EXERCISE DIRECTIONS:
The word "reflection" marks the lines you need; copy each of them from the data.
### DATASET ENTRIES ###
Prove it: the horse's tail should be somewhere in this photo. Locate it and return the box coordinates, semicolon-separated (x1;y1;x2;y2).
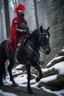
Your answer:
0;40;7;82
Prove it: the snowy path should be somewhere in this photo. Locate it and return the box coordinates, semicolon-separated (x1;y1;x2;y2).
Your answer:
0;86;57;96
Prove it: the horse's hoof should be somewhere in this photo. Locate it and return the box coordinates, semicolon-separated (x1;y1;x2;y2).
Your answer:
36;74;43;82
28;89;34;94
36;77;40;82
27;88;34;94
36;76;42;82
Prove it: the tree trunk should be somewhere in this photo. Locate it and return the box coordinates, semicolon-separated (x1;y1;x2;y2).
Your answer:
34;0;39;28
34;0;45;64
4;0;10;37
###
### DATASET ENTRIES ###
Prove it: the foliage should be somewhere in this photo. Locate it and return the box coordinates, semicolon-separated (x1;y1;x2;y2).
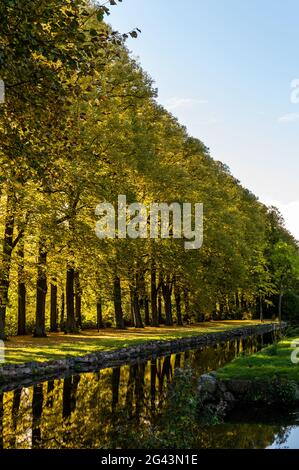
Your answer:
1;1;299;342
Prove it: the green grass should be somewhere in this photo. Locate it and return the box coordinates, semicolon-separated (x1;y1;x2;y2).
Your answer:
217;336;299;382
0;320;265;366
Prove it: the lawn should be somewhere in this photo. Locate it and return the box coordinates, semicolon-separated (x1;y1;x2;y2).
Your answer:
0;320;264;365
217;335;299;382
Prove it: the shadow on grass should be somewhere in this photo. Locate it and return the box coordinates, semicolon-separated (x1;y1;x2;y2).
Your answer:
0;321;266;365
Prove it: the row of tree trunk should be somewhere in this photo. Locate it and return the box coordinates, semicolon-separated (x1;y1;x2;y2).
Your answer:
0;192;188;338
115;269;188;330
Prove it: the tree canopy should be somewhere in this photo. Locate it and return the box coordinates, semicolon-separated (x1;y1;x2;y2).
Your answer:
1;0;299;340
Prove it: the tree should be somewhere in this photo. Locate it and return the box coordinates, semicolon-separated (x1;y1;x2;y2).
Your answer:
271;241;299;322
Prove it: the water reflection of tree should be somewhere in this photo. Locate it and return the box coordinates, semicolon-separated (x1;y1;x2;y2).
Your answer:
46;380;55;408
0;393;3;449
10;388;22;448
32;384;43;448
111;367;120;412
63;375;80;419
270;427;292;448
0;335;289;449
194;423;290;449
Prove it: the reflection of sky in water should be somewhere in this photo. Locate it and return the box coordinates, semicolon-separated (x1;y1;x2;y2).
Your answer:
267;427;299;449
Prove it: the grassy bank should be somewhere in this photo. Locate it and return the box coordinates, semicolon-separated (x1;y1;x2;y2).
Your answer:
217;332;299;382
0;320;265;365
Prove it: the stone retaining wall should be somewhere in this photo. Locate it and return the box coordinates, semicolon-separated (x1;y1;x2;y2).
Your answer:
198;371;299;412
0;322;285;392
###
### DATASET ENTRIES ###
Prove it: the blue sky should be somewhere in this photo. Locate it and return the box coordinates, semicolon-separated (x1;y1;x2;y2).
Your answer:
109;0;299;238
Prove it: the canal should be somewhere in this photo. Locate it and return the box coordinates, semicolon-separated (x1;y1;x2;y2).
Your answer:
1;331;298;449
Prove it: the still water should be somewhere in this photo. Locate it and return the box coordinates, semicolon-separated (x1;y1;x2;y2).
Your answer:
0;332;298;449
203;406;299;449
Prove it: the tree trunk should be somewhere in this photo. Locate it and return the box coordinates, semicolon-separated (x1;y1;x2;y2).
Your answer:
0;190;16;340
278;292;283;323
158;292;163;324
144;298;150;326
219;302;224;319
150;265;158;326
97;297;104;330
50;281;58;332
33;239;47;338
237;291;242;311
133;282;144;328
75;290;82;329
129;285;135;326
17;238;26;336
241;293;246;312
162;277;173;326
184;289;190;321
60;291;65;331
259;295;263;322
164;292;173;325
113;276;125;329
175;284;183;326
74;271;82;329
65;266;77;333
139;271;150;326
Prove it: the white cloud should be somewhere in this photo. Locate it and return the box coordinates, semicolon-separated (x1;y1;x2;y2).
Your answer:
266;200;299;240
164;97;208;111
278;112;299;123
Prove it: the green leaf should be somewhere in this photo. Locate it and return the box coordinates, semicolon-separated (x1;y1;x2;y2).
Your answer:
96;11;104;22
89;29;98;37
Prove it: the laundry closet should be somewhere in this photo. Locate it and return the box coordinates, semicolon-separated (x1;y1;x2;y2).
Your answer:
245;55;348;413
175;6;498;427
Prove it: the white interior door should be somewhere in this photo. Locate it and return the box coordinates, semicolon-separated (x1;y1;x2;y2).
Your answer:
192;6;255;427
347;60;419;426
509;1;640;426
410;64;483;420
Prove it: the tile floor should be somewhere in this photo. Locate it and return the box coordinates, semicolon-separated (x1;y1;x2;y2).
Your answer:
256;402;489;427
###
SOLUTION FOR THIS PROBLEM:
Prove it: the water reflection of tree should be somewhere in this photo. Locate it and return the box coordinates, semicolon-separated (x1;y1;x2;y2).
Prove it: the reflection of sky in water should be somewhere in this photo. Locate it and return the box coordinates, semicolon-separated (x1;y1;x2;y2).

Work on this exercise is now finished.